EXERCISES
(a) In the clove oil ant spray passage, how many drops of clove essential oil does the common DIY recipe mix into one cup of water?
(b) List every place where the clove oil ant spray passage says to spray the mixture.

GIVEN PASSAGE
Clove essential oil is the most potent form. Because the eugenol is already concentrated, a small amount covers more area and produces a stronger scent barrier. Researchers studying fire ants used both oil extracts and powdered clove buds and found a strong relationship between concentration and effectiveness. If you’re dealing with a persistent ant problem, oil will outperform whole cloves by a wide margin.

How to Make a Clove Oil Ant Spray

A common DIY recipe is 10 to 15 drops of clove essential oil mixed into one cup of water. Pour this into a spray bottle and shake well before each use, since oil and water separate quickly. Spray it along baseboards, windowsills, door thresholds, and anywhere you’ve seen ants entering. You can also add a small squirt of dish soap to help the oil mix into the water more evenly and stick to surfaces longer.

For spot treatment, dip a cotton ball in the mixture and place it near cracks, under the sink, or beside pet food bowls (with the pet safety caveats below). Some people line entry points with a thin trail of ground cloves instead, which avoids the need for a spray bottle altogether.

DATA LISTING
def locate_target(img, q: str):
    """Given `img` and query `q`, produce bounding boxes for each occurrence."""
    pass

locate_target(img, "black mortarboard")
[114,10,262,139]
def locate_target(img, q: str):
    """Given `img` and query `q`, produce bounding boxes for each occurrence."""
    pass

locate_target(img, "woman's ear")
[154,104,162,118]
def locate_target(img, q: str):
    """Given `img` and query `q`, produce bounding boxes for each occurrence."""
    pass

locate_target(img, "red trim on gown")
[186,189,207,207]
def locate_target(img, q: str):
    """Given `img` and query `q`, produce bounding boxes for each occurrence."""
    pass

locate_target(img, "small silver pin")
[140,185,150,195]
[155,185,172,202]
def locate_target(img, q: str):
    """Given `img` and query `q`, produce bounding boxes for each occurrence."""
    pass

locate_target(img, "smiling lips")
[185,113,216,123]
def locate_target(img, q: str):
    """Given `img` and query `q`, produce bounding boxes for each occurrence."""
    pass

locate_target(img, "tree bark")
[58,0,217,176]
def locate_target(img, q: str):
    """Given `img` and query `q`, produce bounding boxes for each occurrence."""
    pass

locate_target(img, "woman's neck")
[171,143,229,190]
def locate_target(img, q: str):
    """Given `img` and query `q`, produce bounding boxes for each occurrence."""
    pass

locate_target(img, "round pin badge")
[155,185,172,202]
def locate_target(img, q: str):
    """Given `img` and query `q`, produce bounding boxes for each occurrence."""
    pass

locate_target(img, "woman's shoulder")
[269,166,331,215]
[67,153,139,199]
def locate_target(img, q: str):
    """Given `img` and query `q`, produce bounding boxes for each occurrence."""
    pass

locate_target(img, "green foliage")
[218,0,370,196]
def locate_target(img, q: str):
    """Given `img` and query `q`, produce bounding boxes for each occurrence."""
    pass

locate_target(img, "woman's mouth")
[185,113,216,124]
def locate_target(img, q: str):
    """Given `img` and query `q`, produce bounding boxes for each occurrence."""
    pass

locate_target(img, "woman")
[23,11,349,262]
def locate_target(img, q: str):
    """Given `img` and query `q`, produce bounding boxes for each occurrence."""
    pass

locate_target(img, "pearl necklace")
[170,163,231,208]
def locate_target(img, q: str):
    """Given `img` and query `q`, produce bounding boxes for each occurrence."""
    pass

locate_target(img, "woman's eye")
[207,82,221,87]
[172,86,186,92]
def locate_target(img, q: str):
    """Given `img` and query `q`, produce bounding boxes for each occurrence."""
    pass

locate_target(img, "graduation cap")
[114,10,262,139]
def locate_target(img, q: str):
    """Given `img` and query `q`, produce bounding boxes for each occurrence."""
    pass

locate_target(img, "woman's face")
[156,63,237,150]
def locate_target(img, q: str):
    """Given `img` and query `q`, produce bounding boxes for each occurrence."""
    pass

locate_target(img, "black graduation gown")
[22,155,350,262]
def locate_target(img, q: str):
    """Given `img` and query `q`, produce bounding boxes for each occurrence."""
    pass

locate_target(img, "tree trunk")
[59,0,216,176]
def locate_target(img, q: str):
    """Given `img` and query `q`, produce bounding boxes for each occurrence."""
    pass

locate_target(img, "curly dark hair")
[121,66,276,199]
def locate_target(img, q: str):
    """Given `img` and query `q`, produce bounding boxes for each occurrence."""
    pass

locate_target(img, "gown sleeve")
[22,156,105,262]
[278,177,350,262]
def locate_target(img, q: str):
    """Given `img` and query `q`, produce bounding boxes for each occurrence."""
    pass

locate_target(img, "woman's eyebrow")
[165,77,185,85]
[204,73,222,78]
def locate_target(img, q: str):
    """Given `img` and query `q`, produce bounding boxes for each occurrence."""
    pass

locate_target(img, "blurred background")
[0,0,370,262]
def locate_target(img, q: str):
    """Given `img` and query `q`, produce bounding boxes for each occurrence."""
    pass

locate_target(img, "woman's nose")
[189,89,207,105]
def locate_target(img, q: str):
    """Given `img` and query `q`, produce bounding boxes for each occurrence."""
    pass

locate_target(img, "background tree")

ANSWERS BY TASK
(a) 10 to 15 drops

(b)
- Baseboards
- Windowsills
- Door thresholds
- Anywhere you've seen ants entering